* **Activity**:
Each line of the data below that carries the word "handshake" needs to be copied.

* **Available records**:
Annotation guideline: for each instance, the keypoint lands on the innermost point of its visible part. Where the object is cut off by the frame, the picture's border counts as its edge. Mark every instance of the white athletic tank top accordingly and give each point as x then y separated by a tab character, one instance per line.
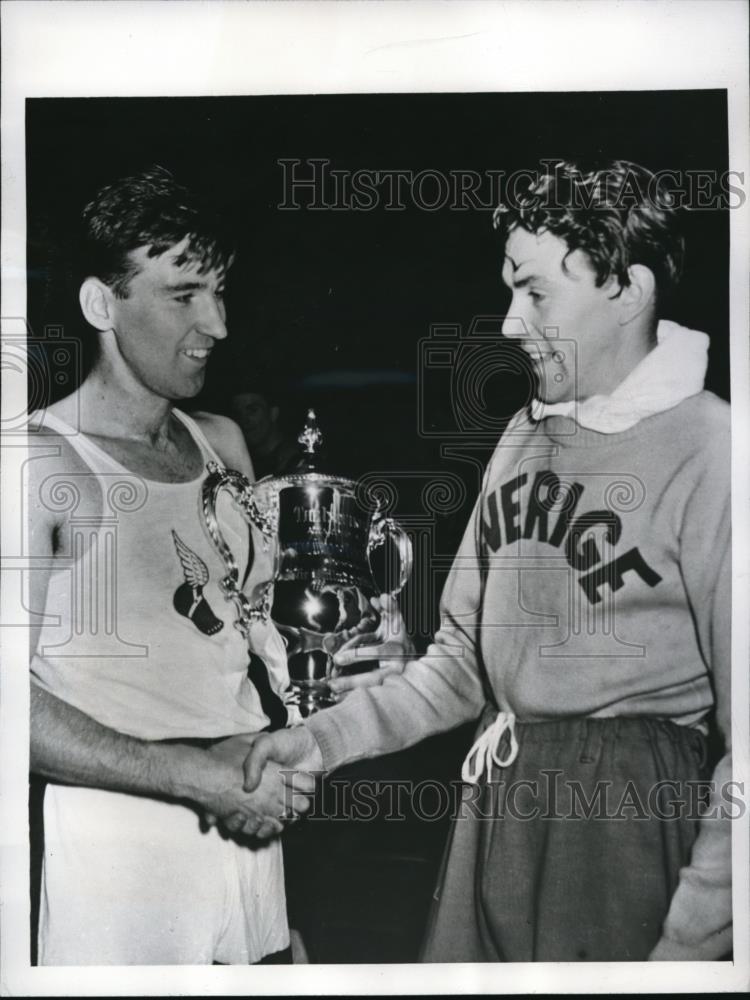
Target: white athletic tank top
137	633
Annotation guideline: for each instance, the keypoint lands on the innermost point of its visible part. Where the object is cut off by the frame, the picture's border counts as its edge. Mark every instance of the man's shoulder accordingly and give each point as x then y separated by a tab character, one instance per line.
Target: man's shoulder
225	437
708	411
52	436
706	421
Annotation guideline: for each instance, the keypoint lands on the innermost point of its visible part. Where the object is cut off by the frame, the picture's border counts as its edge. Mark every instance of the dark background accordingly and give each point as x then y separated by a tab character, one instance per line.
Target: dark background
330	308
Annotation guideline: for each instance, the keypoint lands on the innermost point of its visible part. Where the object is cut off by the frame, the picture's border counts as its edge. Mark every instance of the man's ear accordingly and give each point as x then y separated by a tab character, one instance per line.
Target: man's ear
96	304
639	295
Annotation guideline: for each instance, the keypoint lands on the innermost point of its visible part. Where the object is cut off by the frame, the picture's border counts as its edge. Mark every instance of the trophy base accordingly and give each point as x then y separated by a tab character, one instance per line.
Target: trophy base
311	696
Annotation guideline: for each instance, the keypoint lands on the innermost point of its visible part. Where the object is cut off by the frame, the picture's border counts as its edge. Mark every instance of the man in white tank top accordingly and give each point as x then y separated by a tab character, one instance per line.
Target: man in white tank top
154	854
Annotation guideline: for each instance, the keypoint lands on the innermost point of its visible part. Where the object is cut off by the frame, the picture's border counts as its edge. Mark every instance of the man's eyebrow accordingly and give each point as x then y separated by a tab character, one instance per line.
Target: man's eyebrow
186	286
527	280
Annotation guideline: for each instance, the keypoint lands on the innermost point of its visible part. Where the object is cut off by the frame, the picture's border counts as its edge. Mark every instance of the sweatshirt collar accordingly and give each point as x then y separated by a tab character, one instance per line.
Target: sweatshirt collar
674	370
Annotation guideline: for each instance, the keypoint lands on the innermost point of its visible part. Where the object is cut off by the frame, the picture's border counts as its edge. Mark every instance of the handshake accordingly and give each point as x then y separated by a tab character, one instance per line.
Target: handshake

* **Reply**:
Annotation guideline: for each instance, the keypoint lands on the innermost point of its visible part. Where the object is cut off by the frame, the picture's border counts as its edge. Mark every instance of the handshake accordingly and give each point as x then y separated by a tab character, one instance per line.
Target: handshake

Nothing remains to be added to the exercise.